**WORK ORDER:**
Find every line in the records below that contains "damaged", and copy it.

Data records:
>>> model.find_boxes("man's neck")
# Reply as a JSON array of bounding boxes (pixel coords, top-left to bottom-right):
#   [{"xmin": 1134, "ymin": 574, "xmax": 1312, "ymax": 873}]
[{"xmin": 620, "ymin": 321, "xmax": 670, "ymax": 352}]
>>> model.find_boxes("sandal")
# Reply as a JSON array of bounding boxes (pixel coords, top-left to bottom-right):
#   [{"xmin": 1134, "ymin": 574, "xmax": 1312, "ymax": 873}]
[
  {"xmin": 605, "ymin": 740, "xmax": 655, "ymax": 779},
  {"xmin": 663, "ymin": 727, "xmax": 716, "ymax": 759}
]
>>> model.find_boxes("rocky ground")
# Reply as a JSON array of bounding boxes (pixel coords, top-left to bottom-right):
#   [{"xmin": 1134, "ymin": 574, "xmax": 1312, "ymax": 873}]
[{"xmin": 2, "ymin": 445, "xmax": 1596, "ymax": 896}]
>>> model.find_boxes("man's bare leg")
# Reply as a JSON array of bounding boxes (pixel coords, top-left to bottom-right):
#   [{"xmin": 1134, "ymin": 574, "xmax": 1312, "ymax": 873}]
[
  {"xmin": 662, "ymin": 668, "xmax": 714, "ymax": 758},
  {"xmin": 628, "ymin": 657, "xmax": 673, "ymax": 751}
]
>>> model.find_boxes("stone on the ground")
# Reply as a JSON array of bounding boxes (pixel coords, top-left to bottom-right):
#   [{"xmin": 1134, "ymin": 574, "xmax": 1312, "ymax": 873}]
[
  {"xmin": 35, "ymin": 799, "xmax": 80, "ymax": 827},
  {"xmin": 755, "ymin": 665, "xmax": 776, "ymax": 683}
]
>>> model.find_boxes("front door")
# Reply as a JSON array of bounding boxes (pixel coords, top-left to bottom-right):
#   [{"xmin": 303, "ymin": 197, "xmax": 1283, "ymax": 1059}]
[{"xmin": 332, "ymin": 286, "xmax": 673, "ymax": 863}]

* * *

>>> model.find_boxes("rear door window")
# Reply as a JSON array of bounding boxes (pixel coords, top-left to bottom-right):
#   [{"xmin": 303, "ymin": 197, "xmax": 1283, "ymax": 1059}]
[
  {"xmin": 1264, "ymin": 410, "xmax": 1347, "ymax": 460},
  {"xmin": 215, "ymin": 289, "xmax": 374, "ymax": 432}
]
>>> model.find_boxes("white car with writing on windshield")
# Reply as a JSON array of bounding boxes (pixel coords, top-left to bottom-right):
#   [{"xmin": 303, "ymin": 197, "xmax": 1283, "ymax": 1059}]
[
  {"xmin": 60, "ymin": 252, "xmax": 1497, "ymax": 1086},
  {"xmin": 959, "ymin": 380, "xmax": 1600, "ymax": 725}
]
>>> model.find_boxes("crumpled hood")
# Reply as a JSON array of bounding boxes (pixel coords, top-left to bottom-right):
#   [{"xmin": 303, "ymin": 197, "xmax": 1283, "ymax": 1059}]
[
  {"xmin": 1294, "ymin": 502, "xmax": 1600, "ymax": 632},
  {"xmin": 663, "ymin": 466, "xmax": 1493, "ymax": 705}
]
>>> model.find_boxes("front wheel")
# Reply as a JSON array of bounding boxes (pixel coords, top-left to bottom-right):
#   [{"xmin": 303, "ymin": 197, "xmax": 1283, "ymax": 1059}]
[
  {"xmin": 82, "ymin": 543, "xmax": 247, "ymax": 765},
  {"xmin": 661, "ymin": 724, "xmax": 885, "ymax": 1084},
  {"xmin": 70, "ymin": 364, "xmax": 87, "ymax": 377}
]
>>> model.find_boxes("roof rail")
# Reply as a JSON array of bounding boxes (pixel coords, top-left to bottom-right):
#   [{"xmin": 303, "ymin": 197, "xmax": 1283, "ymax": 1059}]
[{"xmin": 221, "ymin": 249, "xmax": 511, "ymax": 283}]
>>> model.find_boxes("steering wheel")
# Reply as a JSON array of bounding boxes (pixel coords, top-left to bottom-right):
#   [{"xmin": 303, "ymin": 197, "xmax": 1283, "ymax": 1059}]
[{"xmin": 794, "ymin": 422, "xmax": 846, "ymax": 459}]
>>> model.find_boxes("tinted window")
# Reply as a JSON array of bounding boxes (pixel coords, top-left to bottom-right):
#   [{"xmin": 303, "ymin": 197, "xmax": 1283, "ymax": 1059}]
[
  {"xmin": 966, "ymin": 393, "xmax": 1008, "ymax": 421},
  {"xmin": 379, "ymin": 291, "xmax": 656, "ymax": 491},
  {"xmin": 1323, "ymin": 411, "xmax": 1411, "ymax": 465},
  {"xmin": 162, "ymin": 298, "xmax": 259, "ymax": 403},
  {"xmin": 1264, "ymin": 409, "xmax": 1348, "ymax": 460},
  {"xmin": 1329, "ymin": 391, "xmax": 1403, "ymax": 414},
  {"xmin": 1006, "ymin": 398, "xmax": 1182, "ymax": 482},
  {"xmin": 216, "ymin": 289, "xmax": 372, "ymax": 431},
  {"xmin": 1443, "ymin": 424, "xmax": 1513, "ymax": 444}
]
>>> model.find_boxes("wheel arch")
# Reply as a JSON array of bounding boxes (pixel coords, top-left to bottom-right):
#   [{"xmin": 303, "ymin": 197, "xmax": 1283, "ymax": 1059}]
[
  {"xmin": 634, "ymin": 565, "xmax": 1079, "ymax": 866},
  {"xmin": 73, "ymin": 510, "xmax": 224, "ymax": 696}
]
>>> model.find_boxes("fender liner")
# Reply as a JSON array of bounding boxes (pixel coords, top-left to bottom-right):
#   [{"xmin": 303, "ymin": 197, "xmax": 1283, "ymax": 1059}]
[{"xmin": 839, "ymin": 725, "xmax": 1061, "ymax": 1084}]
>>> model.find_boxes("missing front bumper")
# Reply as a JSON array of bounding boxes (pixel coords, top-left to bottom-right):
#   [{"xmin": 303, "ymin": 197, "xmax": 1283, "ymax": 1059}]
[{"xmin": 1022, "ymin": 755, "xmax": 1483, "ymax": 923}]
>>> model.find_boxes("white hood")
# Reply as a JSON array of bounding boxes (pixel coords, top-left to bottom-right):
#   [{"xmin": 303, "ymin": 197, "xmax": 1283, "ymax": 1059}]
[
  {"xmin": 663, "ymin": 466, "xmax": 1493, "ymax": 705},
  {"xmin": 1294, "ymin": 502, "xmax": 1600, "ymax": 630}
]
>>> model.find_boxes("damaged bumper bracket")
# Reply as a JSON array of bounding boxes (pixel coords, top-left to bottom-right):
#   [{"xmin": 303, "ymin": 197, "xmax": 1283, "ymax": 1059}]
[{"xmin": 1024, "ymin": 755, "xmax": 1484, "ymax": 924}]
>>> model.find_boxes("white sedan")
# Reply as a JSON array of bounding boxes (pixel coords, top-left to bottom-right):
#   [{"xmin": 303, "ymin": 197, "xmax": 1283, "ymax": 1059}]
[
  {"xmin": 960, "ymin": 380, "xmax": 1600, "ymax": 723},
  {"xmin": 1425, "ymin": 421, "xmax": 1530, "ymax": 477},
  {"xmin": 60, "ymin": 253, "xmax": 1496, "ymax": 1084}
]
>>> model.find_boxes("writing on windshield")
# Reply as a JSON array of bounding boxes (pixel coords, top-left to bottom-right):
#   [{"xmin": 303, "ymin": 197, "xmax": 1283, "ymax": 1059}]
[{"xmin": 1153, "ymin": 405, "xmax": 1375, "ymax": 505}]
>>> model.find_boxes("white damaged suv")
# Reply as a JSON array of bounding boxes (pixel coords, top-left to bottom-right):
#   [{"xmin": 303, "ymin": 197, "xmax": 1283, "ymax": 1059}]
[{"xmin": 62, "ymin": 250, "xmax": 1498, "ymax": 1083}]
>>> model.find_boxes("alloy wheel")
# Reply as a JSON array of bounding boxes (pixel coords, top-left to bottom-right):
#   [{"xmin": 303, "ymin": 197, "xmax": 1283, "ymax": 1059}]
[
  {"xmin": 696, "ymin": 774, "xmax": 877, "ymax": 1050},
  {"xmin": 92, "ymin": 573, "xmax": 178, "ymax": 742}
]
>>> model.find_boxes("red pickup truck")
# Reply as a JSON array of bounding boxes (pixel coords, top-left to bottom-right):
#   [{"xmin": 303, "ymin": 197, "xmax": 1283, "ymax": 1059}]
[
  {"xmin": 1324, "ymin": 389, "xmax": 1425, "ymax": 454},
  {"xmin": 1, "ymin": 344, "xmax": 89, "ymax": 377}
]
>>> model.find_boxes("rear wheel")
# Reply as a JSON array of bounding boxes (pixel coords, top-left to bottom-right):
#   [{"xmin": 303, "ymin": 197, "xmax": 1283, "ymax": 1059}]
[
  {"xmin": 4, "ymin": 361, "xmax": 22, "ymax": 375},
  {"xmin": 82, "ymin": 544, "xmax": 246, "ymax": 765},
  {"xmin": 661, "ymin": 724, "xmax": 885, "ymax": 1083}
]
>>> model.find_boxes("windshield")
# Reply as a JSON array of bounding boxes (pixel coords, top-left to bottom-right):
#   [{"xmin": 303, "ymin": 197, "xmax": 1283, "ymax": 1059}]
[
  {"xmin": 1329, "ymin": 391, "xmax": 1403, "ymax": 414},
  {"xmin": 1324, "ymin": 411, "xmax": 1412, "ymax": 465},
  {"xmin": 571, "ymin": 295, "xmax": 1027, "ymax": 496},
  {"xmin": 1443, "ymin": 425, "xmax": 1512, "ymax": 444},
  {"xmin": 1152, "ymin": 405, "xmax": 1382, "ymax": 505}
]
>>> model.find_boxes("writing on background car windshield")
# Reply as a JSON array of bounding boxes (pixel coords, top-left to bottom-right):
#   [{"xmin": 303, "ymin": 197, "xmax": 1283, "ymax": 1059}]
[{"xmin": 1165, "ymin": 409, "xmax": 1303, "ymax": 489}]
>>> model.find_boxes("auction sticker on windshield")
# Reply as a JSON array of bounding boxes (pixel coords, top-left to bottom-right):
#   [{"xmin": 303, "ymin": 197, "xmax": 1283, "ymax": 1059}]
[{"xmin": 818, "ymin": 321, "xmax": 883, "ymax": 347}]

**COMPLETED EXERCISE:**
>>> model.find_boxes("damaged bumper bracket")
>>> model.find_boxes("white damaged suv")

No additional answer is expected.